GEËXTRAHEERDE TEKST:
21. De rechtbank is van oordeel dat verweerder op goede gronden heeft geconcludeerd dat geen sprake was van volledige en duurzame arbeidsongeschiktheid. Van duurzame arbeidsongeschiktheid kan geen sprake zijn als de betrokkene nog onder behandeling is en verbetering in zijn medische situatie kan worden verwacht. Zowel in het rapport van de verzekeringsarts Does als in het arbeidsdeskundig rapport van De Waart van 4 juni 2012 wordt gesproken over behandeling van [ex-werknemer] . De verzekeringsarts spreekt over een behandeling van drie of vier dagdelen per week, de arbeidsdeskundige over een opname in dagbehandeling te beginnen de volgende dag. De verzekeringsarts heeft in zijn rapport vermeld te verwachten dat de medische situatie op termijn zal verbeteren en dat de functionele mogelijkheden zullen toenemen. Verweerder heeft ter zitting toegelicht dat aangezien [ex-werknemer] destijds onder behandeling was en de prognose gunstig was, het voor de hand lag eerst het resultaat van de behandeling af te wachten alvorens duurzaamheid van de arbeidsongeschiktheid aan te nemen. Volgens het rapport van verzekeringsarts Does is dan ook per 6 maanden een heronderzoek aan de orde. De beroepsgrond slaagt niet.

Conclusie

22. Het beroep is ongegrond. Voor een proceskostenveroordeling bestaat geen aanleiding.

Beslissing

De rechtbank verklaart het beroep ongegrond.

Deze uitspraak is gedaan door mr. N.M. Spelt, rechter, in aanwezigheid van

mr. J.A. Bultena, griffier. De beslissing is in het openbaar uitgesproken op 18 mei 2017.

OPDRACHT: Haal uit de uitspraak over arbeidsongeschiktheid letterlijk het gedeelte tussen "22. Het beroep" en "18 mei 2017.", beide inbegrepen.

GETOONDE GEGEVENS:

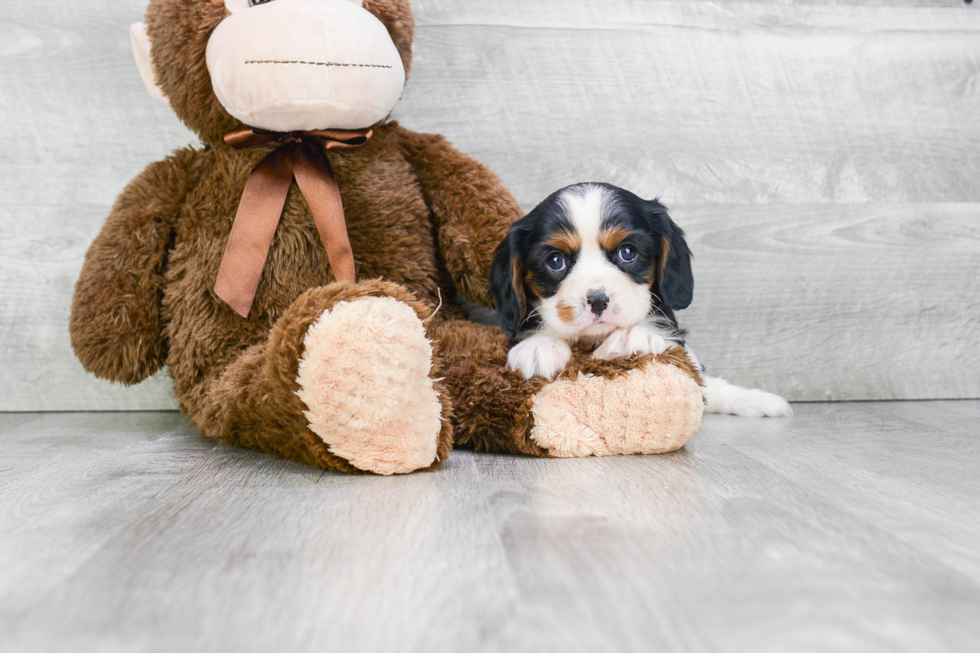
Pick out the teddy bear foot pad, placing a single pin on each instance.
(365, 378)
(653, 409)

UITKOMST OPDRACHT:
22. Het beroep is ongegrond. Voor een proceskostenveroordeling bestaat geen aanleiding.

Beslissing

De rechtbank verklaart het beroep ongegrond.

Deze uitspraak is gedaan door mr. N.M. Spelt, rechter, in aanwezigheid van

mr. J.A. Bultena, griffier. De beslissing is in het openbaar uitgesproken op 18 mei 2017.